Fatshi-Kagame: « Liaisons préoccupantes »

Le Président Felix Tshisekedi se trouve à Kigali, au Rwanda, où il assiste à un festival organisé, du 8 au 9 décembre, par « Nation Media Group ». Les participants vont profiter de cette occasion pour un « échange d’idées », peut-on lire dans un twitt de la direction de communication de la Présidence de la République. D’aucuns s’interrogent de l’intérêt  pour le chef de l’Etat congolais à prendre part à cette rencontre.

« L’homme de l’avenir est celui qui aura la mémoire la plus longue », a pu dire Nietzsche. En diplomatie, l’étude de l’Histoire est considérée comme une des règles essentielles pour se projeter dans l’avenir. Cette étude évite aux dirigeants d’un Etat de commettre les erreurs du passé.

En dix mois de présence à la tête de l’Etat, le président Felix Tshisekedi a effectué deux voyages au Rwanda de Paul Kagame. Le premier déplacement remonte au mois de mars dernier.

En juin, à la surprise générale, Denise Nyakeru Tshisekedi, la première dame, a séjourné, durant 48 heures, au pays de Mille collines. Au grand dam d’une opinion congolaise échaudée par un Paul Kagame retors, violent et belliqueux. Un homme qui ne croit qu’au rapport de force. Et qui n’a jamais cessé de « lorgner » sur les provinces congolaises du Kivu.

• Consigne:
Poursuivez l'article sur les liens entre Felix Tshisekedi et Paul Kagame après sa dernière phrase.

• Entrées enregistrées:
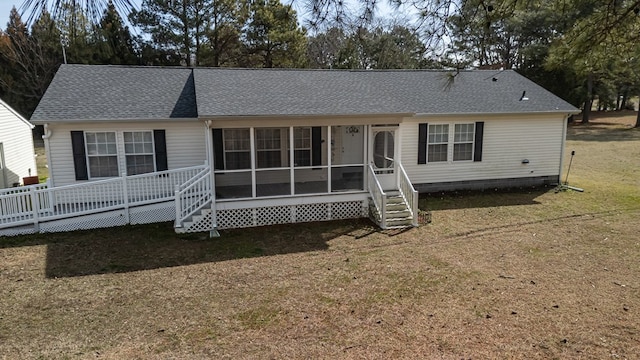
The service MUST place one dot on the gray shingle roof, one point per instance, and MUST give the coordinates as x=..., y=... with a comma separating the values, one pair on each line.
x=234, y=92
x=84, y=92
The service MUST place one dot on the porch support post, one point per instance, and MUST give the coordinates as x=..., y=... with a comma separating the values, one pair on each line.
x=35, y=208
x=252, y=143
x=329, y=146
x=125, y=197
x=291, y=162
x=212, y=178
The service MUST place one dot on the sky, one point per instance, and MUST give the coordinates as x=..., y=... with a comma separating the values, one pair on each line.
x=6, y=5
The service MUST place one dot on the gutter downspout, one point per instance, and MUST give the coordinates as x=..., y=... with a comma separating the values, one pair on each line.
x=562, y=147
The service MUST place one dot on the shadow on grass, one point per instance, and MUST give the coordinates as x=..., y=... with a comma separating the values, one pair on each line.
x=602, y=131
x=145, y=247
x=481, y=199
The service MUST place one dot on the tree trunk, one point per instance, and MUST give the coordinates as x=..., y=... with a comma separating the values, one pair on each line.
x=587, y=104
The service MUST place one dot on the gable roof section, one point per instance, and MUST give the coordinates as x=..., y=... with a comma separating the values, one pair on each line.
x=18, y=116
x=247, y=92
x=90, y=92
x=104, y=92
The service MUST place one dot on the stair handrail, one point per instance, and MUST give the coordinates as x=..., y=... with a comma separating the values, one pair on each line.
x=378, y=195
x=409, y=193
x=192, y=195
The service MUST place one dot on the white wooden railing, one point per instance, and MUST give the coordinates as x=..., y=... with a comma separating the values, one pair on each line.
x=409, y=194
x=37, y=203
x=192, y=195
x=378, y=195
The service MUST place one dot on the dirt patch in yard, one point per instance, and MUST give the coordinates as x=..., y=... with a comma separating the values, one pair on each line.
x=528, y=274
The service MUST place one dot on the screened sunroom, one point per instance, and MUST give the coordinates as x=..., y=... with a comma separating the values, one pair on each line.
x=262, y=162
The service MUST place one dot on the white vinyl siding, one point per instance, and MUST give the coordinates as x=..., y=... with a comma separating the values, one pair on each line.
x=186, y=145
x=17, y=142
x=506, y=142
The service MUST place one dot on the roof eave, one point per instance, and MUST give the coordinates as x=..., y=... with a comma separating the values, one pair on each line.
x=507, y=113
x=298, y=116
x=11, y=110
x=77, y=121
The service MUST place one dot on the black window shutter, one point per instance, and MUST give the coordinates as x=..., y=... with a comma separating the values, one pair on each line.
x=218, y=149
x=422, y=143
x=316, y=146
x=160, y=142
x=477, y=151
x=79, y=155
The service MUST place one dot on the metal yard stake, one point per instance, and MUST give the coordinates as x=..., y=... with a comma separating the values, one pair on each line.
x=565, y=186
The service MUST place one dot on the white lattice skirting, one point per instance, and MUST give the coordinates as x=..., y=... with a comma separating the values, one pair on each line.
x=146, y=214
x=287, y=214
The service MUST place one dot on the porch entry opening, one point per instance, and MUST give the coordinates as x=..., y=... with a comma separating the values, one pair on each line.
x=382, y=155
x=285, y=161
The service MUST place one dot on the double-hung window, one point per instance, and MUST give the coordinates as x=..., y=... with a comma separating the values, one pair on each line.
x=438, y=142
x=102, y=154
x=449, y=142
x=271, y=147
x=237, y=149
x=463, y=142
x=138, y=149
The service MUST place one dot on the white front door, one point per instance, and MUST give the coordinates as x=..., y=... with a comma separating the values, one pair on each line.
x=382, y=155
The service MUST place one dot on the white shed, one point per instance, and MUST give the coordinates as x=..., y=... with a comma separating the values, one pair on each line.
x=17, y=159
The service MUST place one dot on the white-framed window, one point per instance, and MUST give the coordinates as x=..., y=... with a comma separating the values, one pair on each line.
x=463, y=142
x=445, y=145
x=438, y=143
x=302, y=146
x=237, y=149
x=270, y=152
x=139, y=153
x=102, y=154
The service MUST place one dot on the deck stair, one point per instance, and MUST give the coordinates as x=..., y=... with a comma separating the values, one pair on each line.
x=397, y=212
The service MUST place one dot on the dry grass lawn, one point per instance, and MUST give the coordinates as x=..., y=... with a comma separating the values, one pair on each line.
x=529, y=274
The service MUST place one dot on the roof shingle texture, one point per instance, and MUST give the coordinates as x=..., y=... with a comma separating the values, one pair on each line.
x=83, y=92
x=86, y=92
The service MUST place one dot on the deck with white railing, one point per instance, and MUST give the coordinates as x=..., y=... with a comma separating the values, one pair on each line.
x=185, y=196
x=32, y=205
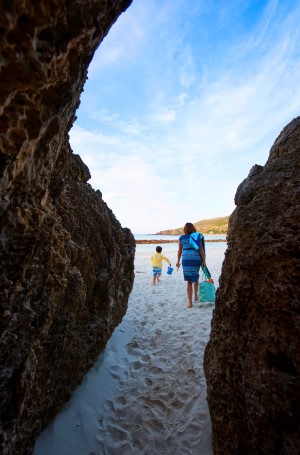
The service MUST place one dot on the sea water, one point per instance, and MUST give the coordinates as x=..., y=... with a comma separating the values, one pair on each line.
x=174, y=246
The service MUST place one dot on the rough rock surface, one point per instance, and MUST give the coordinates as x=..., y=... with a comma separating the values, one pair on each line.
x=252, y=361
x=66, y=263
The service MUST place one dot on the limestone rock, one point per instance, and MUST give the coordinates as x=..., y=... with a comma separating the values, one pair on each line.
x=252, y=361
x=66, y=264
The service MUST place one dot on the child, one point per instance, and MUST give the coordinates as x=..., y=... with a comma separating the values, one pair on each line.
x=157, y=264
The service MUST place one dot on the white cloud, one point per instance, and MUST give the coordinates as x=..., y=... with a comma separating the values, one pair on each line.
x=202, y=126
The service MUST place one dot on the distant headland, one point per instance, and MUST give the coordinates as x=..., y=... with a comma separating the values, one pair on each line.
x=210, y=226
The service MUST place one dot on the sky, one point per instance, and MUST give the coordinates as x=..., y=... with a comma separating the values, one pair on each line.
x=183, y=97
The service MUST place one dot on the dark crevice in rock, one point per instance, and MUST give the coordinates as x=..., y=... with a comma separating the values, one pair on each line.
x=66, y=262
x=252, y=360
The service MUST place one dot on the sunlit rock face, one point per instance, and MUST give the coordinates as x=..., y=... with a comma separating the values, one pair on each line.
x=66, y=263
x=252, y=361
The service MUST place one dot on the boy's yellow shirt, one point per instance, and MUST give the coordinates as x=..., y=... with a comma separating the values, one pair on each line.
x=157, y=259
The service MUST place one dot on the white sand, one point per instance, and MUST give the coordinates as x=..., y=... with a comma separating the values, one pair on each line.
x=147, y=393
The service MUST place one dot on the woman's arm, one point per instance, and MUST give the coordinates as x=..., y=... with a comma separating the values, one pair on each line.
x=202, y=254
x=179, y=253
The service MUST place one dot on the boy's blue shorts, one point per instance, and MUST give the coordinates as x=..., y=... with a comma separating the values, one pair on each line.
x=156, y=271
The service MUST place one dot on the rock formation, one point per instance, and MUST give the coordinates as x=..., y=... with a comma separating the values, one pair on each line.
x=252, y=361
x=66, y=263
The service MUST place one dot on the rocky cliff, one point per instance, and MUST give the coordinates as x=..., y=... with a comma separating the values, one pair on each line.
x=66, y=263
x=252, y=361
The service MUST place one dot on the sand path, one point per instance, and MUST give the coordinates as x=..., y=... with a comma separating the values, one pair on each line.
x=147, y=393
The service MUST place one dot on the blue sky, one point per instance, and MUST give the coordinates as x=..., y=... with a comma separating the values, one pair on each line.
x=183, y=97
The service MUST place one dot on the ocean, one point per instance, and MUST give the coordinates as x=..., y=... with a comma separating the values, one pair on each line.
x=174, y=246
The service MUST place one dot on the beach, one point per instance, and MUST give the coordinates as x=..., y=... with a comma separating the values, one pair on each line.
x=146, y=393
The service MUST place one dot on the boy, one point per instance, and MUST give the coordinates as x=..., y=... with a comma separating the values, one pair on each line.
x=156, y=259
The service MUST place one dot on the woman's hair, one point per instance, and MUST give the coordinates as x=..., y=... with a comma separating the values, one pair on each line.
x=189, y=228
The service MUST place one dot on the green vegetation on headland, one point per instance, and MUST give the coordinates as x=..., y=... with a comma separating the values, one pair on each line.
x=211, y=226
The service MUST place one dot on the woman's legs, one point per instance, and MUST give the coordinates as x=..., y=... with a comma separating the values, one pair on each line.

• Corrigé:
A tort ou à raison, certains analystes n’excluent pas que le maître de Kigali tire les ficelles à travers des « fondés de pouvoir » à Minembwe (Sud-Kivu) et dans le Territoire de Beni (Nord-Kivu).

Une certaine opinion congolaise reste dubitative face à la « précipitation inconsidérée » du couple Tshisekedi à aller embrasser le satrape rwandais et son épouse sur les deux joues. Il n’est plus rare d’entendre des réflexions du genre: « Fatshi agit en matière sécuritaire en fonction des intérêts du Rwanda » ou encore « Paul Kagame tire Fatshi par le bout du nez ».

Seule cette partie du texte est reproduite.